■ **GIVEN PASSAGE**
start

You are viewing a plain text version of this content. The canonical link for it is here.
Posted to user@nutch.apache.org by "NG-Marketing, M.Schneider" <sc...@ng-marketing.com> on 2006/07/12 12:10:00 UTC
Pornfilter
Hello List,
does anyone of you have a "pornfilter" not to fetch those URLs and therefore
save bandwidth and storage space?
I could do that with regular expressions and the URL-filter, of course. But
maybe there is another way and somebody already made a plugin for that. Any
hints would be great.
Yours
Matthias
Re: Pornfilter
Posted by Ken Krugler <kk...@transpac.com>.
>does anyone of you have a "pornfilter" not to fetch those URLs and therefore
>save bandwidth and storage space?
>
>I could do that with regular expressions and the URL-filter, of course. But
>maybe there is another way and somebody already made a plugin for that. Any
>hints would be great.
We have an "adult content" filter that we'll be contributing back to
Nutch. It uses keywords from the URL, content and meta fields to
generate a probability value. We then flag pages as probable or
possible adult, based on ranges. Seems to be working pretty well for
us, though now we need to replicate & re-tune for poker and drug spam.
Note that this does mean that an adult page does get fetched, but
where it's a win is in penalizing (via OPIC-style scoring) pages that
this adult page points to. So we still wind up fetching a lot fewer
worthless pages.
One potential problem this creates is that a lot of adult sites
contain links to download various video player software. So some
high-level pages at Adobe, Microsoft, Apple, etc. wind up getting
identified as also being "adult" in nature, but since those pages
aren't part of our focused crawl anyway, it's not a big deal for us.
-- Ken
--
Ken Krugler
Krugle, Inc.
+1 530-210-6378
"Find Code, Find Answers"
Re: Pornfilter
Posted by Matthias Jaekle <ja...@eventax.de>.
Hi,
We once downloaded a very flexibel regex from squidguard to ignore most
of the porn urls.
Matthias
NG-Marketing, M.Schneider wrote:
> Hello List,
>
>
>
> does anyone of you have a "pornfilter" not to fetch those URLs and therefore
> save bandwidth and storage space?
>
>
>
> I could do that with regular expressions and the URL-filter, of course. But
> maybe there is another way and somebody already made a plugin for that. Any
> hints would be great.
>
>
>
> Yours
>
> Matthias
>
>
>
>

end

■ **RECORDS SUPPLIED**
start

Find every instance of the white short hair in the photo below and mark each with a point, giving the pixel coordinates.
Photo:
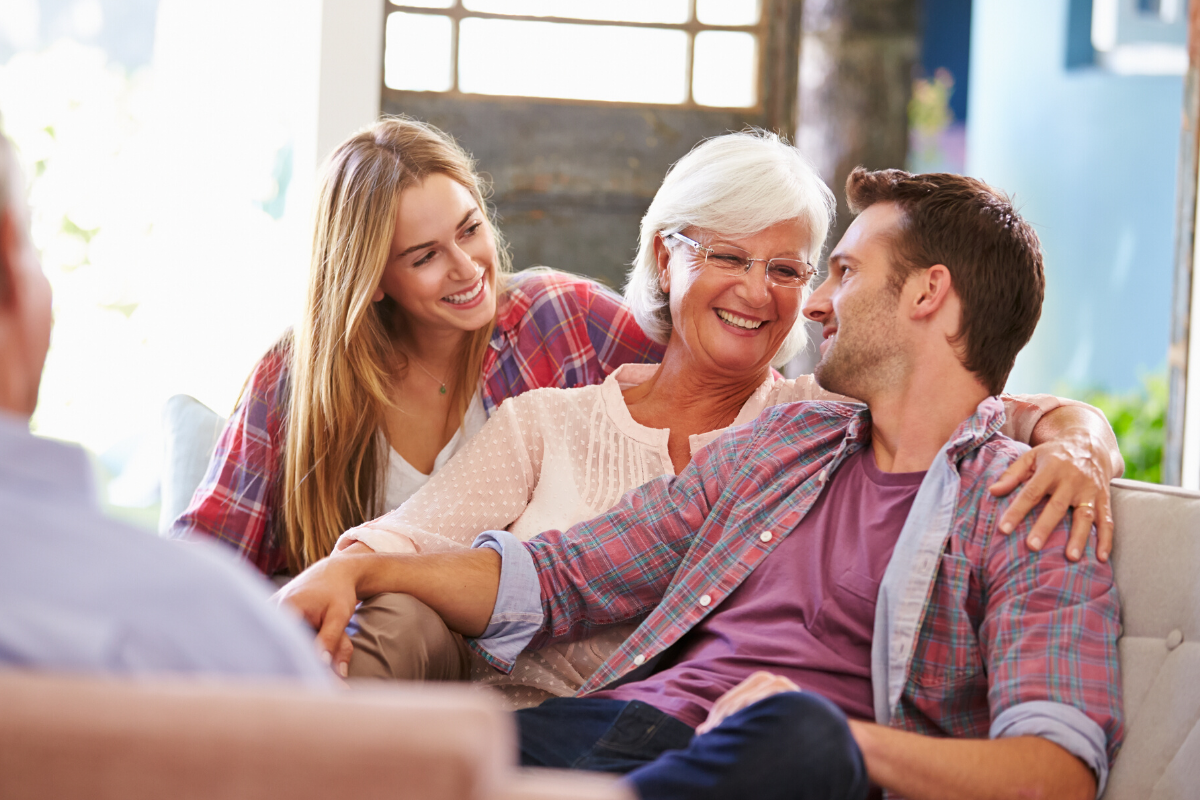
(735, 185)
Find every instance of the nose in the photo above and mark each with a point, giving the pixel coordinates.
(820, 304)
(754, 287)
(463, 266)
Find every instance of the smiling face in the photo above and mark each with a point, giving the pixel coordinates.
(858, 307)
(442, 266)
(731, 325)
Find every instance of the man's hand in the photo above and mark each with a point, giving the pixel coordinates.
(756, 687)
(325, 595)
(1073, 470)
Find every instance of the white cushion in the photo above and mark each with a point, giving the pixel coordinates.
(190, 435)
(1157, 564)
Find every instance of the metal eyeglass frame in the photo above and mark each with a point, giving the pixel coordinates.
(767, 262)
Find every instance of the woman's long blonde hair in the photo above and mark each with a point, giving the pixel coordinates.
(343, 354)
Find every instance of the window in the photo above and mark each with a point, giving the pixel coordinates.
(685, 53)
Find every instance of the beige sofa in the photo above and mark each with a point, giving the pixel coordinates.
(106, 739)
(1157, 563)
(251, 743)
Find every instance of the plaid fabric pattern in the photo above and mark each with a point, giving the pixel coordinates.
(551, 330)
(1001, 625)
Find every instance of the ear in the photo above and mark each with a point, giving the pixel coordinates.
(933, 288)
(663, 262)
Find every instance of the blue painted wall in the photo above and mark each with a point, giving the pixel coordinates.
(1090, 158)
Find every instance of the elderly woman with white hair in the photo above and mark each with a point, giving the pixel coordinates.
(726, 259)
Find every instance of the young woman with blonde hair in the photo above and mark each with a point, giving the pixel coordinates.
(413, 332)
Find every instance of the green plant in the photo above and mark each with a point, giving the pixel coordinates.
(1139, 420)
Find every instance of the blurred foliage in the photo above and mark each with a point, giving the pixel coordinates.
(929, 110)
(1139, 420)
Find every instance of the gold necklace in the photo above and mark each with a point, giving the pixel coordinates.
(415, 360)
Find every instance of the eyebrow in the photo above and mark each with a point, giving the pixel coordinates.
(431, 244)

end
start

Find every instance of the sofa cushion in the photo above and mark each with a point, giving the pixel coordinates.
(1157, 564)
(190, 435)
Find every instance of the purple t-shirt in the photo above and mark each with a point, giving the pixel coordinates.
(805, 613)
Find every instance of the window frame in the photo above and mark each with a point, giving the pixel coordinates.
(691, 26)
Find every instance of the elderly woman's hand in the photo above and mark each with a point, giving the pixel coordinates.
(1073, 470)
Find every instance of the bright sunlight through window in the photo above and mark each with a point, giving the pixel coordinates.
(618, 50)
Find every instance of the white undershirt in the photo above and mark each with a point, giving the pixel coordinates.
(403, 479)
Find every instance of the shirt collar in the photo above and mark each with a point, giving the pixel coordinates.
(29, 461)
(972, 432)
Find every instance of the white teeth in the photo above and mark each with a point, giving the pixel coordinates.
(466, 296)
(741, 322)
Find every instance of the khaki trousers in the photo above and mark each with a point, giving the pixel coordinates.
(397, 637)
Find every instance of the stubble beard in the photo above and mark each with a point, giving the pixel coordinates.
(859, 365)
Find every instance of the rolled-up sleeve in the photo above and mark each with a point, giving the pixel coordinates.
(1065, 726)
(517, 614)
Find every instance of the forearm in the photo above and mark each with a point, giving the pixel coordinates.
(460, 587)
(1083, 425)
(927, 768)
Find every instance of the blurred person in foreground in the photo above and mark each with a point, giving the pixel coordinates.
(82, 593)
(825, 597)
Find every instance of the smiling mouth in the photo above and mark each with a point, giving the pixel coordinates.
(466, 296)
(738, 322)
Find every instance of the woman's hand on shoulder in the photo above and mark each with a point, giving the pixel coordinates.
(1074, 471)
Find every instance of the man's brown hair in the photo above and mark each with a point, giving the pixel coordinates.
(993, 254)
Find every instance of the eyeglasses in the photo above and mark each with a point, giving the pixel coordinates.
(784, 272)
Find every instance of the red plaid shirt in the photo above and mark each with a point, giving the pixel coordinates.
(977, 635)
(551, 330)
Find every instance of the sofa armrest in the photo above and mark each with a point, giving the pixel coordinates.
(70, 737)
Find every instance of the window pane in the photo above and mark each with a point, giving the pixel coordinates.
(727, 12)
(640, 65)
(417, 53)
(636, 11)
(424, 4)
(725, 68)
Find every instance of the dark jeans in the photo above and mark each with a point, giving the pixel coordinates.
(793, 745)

end

■ **EXERCISE TASKS**
[1] Rewrite the paragraph of the Nutch filter thread beginning "We have an "adult content" filter" more briefly, keeping its main facts.
[2] Reproduce the part of the Nutch filter thread that opens with the words "One potential problem" and closes with "deal for us.".

■ **ANSWERS**
[1] An "adult content" filter, to be contributed back to Nutch, uses keywords from the URL, content and meta fields to generate a probability value. Pages are then flagged as probable or possible adult based on ranges. It seems to work well, but still needs to be replicated and re-tuned for poker and drug spam.

[2]
One potential problem this creates is that a lot of adult sites
contain links to download various video player software. So some
high-level pages at Adobe, Microsoft, Apple, etc. wind up getting
identified as also being "adult" in nature, but since those pages
aren't part of our focused crawl anyway, it's not a big deal for us.